WHAT TO PRODUCE »
In the mailing-list post below, which design sketches does Drexler's diamondoid chapter contain?

DOCUMENT SEGMENT »
"""

Re: No nanotech before AI

From: John Clark (jonkc@worldnet.att.net)
Date: Fri Jul 14 2000 - 22:38:56 MDT


 Dan Fabulich <daniel.fabulich@yale.edu> Wrote:

>Couldn't the millions of years of development work on
>DNA and the rest of the body have created something that performs a
>more difficult job than screwing in rivets?

Certainly, but when a embryo gestates in the womb intelligence is not needed
for its construction, no intelligence at all, not even a little. It's a good thing
the construction parts aren't macroscopic or we wouldn't be here.

>But buildings are rather expensive also; beams are relatively cheap.

Have you priced building materials lately? Let's just say they're not cheaper
than atoms.

>Why don't we just make robots build buildings

The same reason evolution never came up with a way to build complex things
out of macroscopic parts, or at least it didn't until it came up with humans.
It's too hard to make things that way. I gave 6 reasons why.

> Drexler, for example, imagines machine-phase assembly to look an awful
> lot like macroscale assembly,

There are similarities, the most obvious is that both are building something, but
as I pointed out there are also important differences too.

>as far as the number of parts are concerned; rather than fill Nanosystems
>with discussion of how pure carbon reacts and how we can use that to build
>complex polymers one monomer at a time, he fills his diamondoid chapter
>with sketches of designs for levers, struts, bearings, rivets, etc.

The ultimate purpose of nearly all those machines is to manipulate bits of
information or manipulate individual atoms, it will take complex machines to
do that and if you want to build something macroscopic in a reasonable time
you'll need an astronomical number of those complex Nanomachines. If you
want to call that "chunking" that's fine with me but at the end of the day it all
comes down to picking up an atom here and putting it over there.

>>Me:
>>There is no way you can damage the parts Nanotechnology deals with.

> Not true if you chunk the problem the way Drexler does; indeed, he
> spends a lengthy section of the book dicussing just when and how his
> bonds will break under stress.

You can't damage atoms and of course bonds are not infinitely strong.
I must be missing something.

> OK, suppose I have a set of beams for you that are identical enough
> that slight discrepencies in shape or size are irrelevant.

"""

SOURCE INFORMATION »
"""

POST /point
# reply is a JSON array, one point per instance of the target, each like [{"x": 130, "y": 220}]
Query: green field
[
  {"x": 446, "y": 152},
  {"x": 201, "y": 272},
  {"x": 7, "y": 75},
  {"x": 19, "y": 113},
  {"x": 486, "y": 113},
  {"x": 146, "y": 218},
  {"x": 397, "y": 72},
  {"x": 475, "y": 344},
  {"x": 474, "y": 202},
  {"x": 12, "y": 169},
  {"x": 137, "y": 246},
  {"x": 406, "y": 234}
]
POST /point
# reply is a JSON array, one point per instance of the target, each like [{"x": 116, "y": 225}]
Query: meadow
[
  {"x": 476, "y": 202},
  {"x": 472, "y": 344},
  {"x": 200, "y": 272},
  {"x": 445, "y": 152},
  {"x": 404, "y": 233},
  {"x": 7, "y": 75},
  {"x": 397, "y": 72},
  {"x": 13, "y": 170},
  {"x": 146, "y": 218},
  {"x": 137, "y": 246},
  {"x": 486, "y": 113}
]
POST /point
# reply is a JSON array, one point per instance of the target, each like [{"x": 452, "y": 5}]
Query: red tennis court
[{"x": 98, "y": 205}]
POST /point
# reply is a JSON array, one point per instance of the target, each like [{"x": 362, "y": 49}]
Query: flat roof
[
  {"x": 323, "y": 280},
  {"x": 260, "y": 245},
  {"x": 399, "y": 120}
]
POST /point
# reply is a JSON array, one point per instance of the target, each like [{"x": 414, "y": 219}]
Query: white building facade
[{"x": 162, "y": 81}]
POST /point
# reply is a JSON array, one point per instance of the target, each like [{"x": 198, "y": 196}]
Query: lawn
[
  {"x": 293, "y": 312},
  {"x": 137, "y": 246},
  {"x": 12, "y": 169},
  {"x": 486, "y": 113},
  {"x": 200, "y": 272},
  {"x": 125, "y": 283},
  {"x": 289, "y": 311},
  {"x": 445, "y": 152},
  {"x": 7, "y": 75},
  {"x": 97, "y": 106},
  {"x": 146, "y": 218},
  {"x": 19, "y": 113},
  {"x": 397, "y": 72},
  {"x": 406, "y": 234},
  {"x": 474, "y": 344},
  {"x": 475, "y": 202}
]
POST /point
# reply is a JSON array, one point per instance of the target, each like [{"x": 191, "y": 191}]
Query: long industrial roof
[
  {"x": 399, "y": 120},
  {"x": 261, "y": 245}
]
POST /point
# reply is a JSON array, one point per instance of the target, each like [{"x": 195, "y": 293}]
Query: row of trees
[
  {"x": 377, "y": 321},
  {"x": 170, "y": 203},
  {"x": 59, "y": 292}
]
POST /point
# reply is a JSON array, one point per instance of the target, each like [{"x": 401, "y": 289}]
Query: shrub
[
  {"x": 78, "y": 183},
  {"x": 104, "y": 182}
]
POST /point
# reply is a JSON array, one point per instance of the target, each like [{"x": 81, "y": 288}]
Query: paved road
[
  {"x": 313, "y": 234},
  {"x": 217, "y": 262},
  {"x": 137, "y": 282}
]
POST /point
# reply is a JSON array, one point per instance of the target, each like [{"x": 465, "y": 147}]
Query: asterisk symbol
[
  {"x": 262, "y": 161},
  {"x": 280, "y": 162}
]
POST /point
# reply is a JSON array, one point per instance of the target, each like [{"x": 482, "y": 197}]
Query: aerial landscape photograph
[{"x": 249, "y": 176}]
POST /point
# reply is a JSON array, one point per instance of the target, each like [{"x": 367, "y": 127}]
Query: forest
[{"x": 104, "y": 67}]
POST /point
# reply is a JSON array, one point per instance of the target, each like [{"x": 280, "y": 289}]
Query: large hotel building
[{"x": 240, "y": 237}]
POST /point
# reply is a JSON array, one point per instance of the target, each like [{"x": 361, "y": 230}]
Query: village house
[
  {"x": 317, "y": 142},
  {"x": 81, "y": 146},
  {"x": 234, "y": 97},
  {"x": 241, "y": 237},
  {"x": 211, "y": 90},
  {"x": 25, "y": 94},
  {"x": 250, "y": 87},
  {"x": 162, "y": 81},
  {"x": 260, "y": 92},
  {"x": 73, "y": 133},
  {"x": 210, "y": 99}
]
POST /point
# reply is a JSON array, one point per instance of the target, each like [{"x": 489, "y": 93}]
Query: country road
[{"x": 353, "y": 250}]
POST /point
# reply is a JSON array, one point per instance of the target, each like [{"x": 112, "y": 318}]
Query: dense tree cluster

"""

ANSWER FOR THE TASK »
Levers, struts, bearings, and rivets.